» **Okuma Metni**

▶

Richter (Rihter) ölçeği ya da yerel magnitüd ölçeği, sismoloji'de kullanılan, dünya genelinde meydana gelen depremlerin aletsel büyüklüklerini ve sarsıntı oranını belirleyen ve sınıflara ayıran uluslararası ölçüm birimidir.
Günümüzde Richter Ölçeği'nin geliştirilmiş bir versiyonu olan Yerel Büyüklük Ölçeği kullanılır (hatta bu nedenle haritalarda ML, yani "Local Magnitude", "Yerel Büyüklük" kısaltması kullanılır); ancak yine de çoğu kişi bunu "Richter Ölçeği" olarak bilir.
Sismologlar arasında kullanışsız olması nedeniyle Moment Büyüklük Ölçeği (MW) gibi diğer ölçekler daha sık kullanılsa da depremler söz konusu olduğunda Richter Ölçeği bir vazgeçilmezdir. Büyüklüğü 8'den fazla olan depremler Richter ölçeği ile ölçülemez.
Bu ölçek, 1935 senesinde Charles Francis Richter ve Beno Gutenberg tarafından Kaliforniya Teknik Enstitüsünde (California Institute of Technology) tasarlanıp ilk olarak ML-ölçeği (yerel magnitüd İngilizce: Magnitude Local) olarak isimlendirilmiştir. Charles Francis Richter, ilk defa "bir aletsel deprem ölçeği" fikrini Kaliforniya´da meydana gelen depremlerde uyguladığı belirtilir.
Deprem büyüklük ölçeği yukarıya doğru sınırsız olsa da bir jeolojik levhanın jeolojik enerji potansiyelinin, bilim adamlarına göre, tahminen 9,5 büyüklüğünü geçemeyeceği düşünülür.
Depremin Büyüklüğü
Deprem sonrasında açıklanan 5.6, 4.2, 3.9 gibi rakamlar bize depremin büyüklüğünü verir. Magnitüd (büyüklük) depremin kaynağında açığa çıkan enerjinin bir ölçüsüdür.
Richter ölçeğine göre 6 büyüklüğündeki bir depremin 7 büyüklüğüne çıkması o depremin gerçek büyüklüğünün 10 katına çıkması anlamına gelir.
Afet ve Acil Durum Yönetimi Başkanlığı, depremin büyüklüğünü şöyle tanımlamaktadır:
Depremin büyüklüğü; deprem sırasında açığa çıkan enerjinin bir ölçüsü olarak tanımlanmaktadır. Enerjinin doğrudan doğruya ölçülmesi olanağı olmadığından, ABD'den Prof. C. Richter tarafından 1930 yıllarında bulunan bir yöntemle depremlerin aletsel bir ölçüsü olan “Magnitüd” tanımlanmıştır. Prof. Richter, episantrdan 100 km. uzaklıkta ve sert zemine yerleştirilmiş özel bir sismografla (2800 büyütmeli, özel periyodu 0,8 saniye ve yüzde 80 sönümü olan bir Wood-Anderson torsiyon Sismografı ile) kaydedilmiş zemin hareketinin mikron cinsinden (1 mikron 1/1000 mm) ölçülen maksimum genliğinin 10 tabanına göre logaritmasını bir depremin “magnitüdü” olarak tanımlamıştır.

◀

» **Kısa Görev 1**
Richter ölçeğiyle ilgili metne dayanarak depremler için aletsel bir ölçü olan "Magnitüd" kavramının neden tanımlandığını bir iki cümleyle açıklayın.
» **Kısa Görev 2**
Richter ölçeğiyle ilgili metni, son cümlesinden sonra kaldığı yerden devam ettirerek yazın.

» **Sağlanan Malzeme**

▶

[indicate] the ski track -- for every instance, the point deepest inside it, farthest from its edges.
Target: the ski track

◀
▶

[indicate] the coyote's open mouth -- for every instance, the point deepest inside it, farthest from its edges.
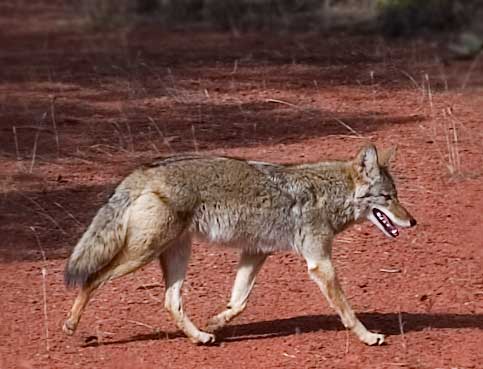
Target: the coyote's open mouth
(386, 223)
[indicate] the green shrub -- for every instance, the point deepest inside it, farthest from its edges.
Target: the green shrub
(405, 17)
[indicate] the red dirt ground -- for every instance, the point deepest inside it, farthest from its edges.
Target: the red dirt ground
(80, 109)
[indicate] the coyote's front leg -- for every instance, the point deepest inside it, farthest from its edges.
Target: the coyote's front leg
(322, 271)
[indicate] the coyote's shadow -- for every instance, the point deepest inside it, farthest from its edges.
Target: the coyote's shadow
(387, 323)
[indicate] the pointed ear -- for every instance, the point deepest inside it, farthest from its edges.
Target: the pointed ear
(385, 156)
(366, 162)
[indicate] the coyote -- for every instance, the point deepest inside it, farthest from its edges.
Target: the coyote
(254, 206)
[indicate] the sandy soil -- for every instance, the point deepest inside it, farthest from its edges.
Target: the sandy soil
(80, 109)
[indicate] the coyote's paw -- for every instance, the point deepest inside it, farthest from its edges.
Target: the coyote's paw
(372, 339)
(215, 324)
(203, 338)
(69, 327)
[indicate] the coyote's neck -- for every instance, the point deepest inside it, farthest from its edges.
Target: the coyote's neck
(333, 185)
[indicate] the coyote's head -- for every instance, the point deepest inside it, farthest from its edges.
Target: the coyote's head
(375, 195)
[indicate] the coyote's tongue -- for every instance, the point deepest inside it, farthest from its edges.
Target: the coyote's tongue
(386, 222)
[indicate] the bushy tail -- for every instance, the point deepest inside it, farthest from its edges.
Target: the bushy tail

◀
▶

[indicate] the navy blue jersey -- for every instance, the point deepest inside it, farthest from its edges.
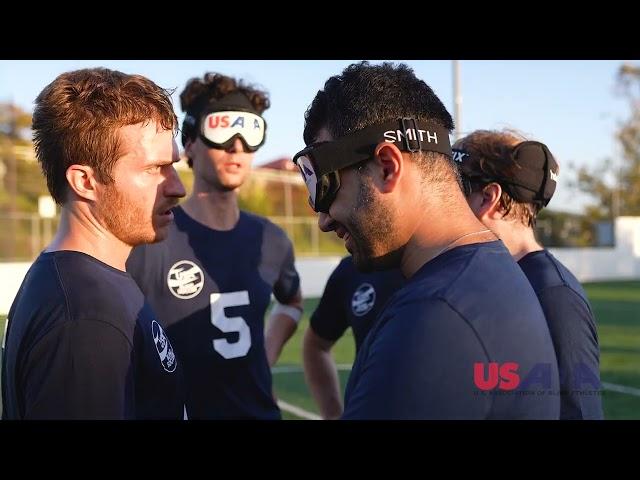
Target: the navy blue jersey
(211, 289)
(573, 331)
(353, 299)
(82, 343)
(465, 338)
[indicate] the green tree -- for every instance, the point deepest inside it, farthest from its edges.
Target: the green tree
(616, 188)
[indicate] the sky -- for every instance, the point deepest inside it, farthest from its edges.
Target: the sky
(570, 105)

◀

» **Beklenen Çıktı 1**
Deprem sırasında açığa çıkan enerjiyi doğrudan doğruya ölçmek mümkün olmadığından, Prof. C. Richter'in 1930'larda bulduğu bir yöntemle depremlerin aletsel bir ölçüsü olarak "Magnitüd" tanımlanmıştır.

» **Beklenen Çıktı 2**
Yani deprem büyüklüğü, sismograf isimli meşhur deprem ölçüm cihazının salınımlarına bağlı olarak belirlenen bir sayıdır.
Deprem Sıklığı
Her deprem, her sıklıkta meydana gelmez. Bir depremin büyüklüğü arttıkça, meydana gelme sıklığı da genel olarak azalır.
Örneğin 2 büyüklüğünde yılda 1 milyon civarında deprem meydana gelirken, 5 büyüklüğünde yaklaşık 1000 tane, 9 büyüklüğünde ise 0.1 taneden az sayıda meydana gelmektedir. Tabii bu, 9 büyüklüğündeki depremlerin sıklığının çok düşük olduğunu gösterir. Örneğin sıklık 0.01 ise, 100 yılda ortalama 1 tane 9 büyüklüğünde deprem meydana geliyor demektir.
Depremin Gücü
Depremin gücü; deprem sırasında açığa çıkan enerjidir. Bu miktar ise Richter ölçeğinde deprem sırasında salınan enerjinin patlayıcılar cinsinden miktarına göre belirlenir.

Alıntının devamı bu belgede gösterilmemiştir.